"""
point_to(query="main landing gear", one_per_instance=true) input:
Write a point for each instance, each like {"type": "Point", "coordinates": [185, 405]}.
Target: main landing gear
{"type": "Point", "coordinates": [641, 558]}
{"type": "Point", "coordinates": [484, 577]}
"""
→ WHAT YOU NEED TO DO
Each record above should be repeated exactly as it appears.

→ SOLVED PROBLEM
point_to(query="main landing gear", one_per_instance=true) input:
Write a point for each instance, each like {"type": "Point", "coordinates": [185, 405]}.
Target: main landing gear
{"type": "Point", "coordinates": [641, 558]}
{"type": "Point", "coordinates": [484, 577]}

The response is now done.